Provided information
----

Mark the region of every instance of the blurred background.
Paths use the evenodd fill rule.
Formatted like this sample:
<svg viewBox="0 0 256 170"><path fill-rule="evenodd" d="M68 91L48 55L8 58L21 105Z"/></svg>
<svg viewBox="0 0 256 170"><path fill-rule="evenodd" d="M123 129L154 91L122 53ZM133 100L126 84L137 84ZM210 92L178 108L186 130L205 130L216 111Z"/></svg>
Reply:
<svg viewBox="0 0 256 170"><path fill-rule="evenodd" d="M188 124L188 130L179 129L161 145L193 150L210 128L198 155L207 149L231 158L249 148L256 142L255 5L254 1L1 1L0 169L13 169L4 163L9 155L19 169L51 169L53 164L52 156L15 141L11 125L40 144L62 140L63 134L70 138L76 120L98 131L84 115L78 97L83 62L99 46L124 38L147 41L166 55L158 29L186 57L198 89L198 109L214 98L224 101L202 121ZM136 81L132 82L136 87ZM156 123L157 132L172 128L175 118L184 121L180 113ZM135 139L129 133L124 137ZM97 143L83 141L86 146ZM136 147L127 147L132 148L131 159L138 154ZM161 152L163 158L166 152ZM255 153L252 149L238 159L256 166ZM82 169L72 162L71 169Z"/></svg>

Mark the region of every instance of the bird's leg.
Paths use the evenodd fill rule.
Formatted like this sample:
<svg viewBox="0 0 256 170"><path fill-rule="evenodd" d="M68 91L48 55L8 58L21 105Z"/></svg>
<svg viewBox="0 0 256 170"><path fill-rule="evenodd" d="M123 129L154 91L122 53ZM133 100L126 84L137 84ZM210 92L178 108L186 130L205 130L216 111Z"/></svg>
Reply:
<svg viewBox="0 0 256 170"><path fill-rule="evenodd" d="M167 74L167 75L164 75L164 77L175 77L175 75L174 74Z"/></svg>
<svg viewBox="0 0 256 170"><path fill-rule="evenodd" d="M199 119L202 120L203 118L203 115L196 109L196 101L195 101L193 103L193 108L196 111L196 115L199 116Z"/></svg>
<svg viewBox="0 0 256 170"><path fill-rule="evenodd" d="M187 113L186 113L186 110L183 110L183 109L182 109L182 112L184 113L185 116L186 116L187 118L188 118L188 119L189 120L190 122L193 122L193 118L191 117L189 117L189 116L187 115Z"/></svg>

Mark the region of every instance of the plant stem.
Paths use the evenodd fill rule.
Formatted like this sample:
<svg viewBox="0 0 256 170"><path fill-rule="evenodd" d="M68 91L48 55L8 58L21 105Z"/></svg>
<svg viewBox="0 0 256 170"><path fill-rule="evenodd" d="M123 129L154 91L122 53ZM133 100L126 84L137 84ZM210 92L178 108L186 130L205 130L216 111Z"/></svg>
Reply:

----

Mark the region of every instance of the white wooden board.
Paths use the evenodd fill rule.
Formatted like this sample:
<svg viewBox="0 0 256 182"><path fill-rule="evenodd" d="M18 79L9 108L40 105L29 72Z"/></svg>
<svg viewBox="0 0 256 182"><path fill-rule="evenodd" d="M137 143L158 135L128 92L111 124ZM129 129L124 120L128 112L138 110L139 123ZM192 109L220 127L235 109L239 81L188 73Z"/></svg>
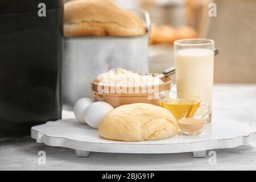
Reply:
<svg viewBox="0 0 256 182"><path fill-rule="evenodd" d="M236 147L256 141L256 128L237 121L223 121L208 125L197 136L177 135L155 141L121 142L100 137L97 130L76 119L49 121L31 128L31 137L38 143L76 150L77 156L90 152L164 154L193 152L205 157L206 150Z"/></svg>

----

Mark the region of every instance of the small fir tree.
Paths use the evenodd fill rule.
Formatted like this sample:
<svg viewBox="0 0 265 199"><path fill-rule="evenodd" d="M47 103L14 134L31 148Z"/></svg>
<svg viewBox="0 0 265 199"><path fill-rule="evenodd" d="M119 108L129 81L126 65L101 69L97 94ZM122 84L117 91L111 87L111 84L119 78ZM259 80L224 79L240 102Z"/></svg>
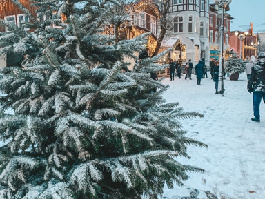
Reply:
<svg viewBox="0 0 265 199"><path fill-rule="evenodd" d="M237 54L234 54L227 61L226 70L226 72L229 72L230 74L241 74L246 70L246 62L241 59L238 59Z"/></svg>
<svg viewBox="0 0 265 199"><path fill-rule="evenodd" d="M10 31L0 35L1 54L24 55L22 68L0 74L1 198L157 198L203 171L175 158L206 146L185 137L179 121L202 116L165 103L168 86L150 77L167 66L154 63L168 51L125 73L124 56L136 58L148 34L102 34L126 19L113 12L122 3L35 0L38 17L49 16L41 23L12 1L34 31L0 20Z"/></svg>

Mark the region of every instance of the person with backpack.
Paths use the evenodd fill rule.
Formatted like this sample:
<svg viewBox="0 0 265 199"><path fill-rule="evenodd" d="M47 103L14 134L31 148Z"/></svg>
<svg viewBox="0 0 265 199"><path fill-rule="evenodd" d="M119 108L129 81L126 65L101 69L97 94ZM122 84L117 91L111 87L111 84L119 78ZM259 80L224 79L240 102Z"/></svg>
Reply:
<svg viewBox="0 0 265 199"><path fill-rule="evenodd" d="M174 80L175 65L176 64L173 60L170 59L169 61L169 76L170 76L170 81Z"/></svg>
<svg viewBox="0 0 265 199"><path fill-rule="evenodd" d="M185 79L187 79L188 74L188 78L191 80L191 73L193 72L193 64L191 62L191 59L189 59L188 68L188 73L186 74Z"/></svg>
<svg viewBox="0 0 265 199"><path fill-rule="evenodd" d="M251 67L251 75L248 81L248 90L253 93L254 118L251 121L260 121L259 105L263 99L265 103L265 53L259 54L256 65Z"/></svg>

----

Written instruction
Copy out word for word the part of the items that opens with the line containing "Mark the region of every instance of the blurred" and closes with the line containing "124L188 130L179 129L161", including both of those lines.

Output for this exercise
Mark the region of every instance of the blurred background.
Paths use the evenodd fill rule.
Formatted like this sample:
<svg viewBox="0 0 256 170"><path fill-rule="evenodd" d="M68 91L48 55L8 58L21 105Z"/></svg>
<svg viewBox="0 0 256 170"><path fill-rule="evenodd" d="M123 129L154 91L122 53ZM133 100L126 84L137 84ZM210 92L178 108L186 130L205 130L216 111Z"/></svg>
Reply:
<svg viewBox="0 0 256 170"><path fill-rule="evenodd" d="M188 124L188 130L179 129L161 145L193 150L210 128L198 155L207 149L231 158L249 148L256 142L255 5L254 1L1 1L0 169L13 169L4 163L9 155L19 169L51 169L53 164L52 156L15 141L11 125L40 144L62 140L63 134L70 138L76 120L98 131L84 115L78 97L83 62L99 46L124 38L147 41L166 55L158 29L186 57L198 89L198 109L214 98L224 101L202 121ZM136 81L132 82L136 87ZM156 123L157 132L172 128L175 118L184 121L180 113ZM135 139L129 133L124 137ZM97 143L83 141L86 146ZM136 147L127 147L132 148L131 159L138 154ZM161 152L163 158L166 152ZM255 153L252 149L238 159L256 166ZM82 169L72 162L71 169Z"/></svg>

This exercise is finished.